_Your instructions_:
Reproduce every line of the data below without changes, leaving the pictures out of your answer.

(Saved entries)
<<<<
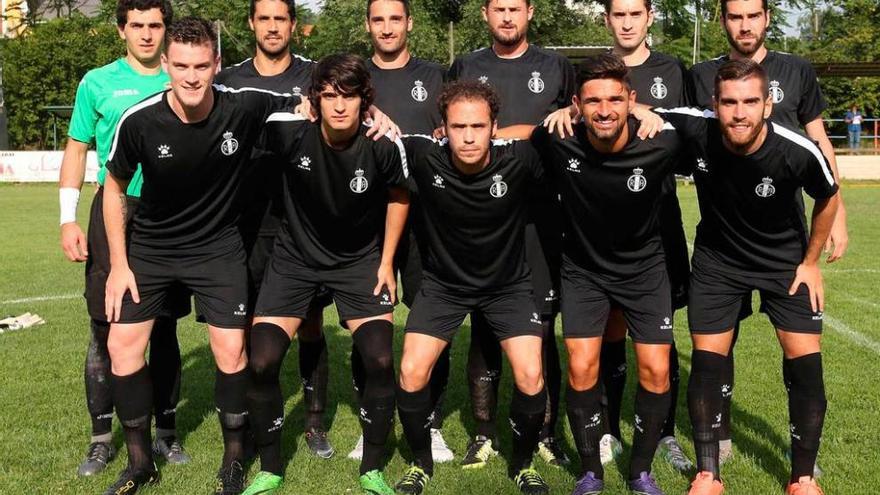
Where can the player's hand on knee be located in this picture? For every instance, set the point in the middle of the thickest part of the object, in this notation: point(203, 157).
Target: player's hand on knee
point(73, 242)
point(119, 282)
point(811, 276)
point(386, 278)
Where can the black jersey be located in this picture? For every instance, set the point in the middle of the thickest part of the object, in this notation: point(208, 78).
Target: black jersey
point(191, 171)
point(661, 81)
point(752, 210)
point(530, 86)
point(408, 95)
point(335, 199)
point(470, 228)
point(260, 193)
point(610, 202)
point(794, 86)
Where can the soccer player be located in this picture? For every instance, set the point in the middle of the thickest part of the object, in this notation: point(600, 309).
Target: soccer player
point(531, 82)
point(103, 95)
point(612, 185)
point(345, 206)
point(750, 174)
point(473, 208)
point(659, 81)
point(797, 102)
point(406, 89)
point(274, 68)
point(193, 142)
>>>>
_Solution to this task_:
Where can the player's hand on knee be located in this picture? For every instance, set the point in the middle of the thickest part of the object, in this notation: point(203, 157).
Target: player's hand on knee
point(73, 242)
point(119, 282)
point(811, 276)
point(386, 278)
Where can the black jersey be located in this picture? For every instance, set the point in the middle of the thickest part of the object, in this notation: point(208, 78).
Target: black jersey
point(191, 171)
point(661, 81)
point(752, 210)
point(530, 86)
point(408, 95)
point(335, 199)
point(470, 228)
point(260, 193)
point(610, 202)
point(794, 86)
Where can the soccer player be located in this picture? For every instance, set the point in the middle of the thickest part of the object, in this notation: point(600, 309).
Target: soccer player
point(531, 82)
point(103, 95)
point(612, 185)
point(345, 206)
point(750, 174)
point(473, 208)
point(659, 81)
point(797, 102)
point(406, 89)
point(274, 68)
point(193, 142)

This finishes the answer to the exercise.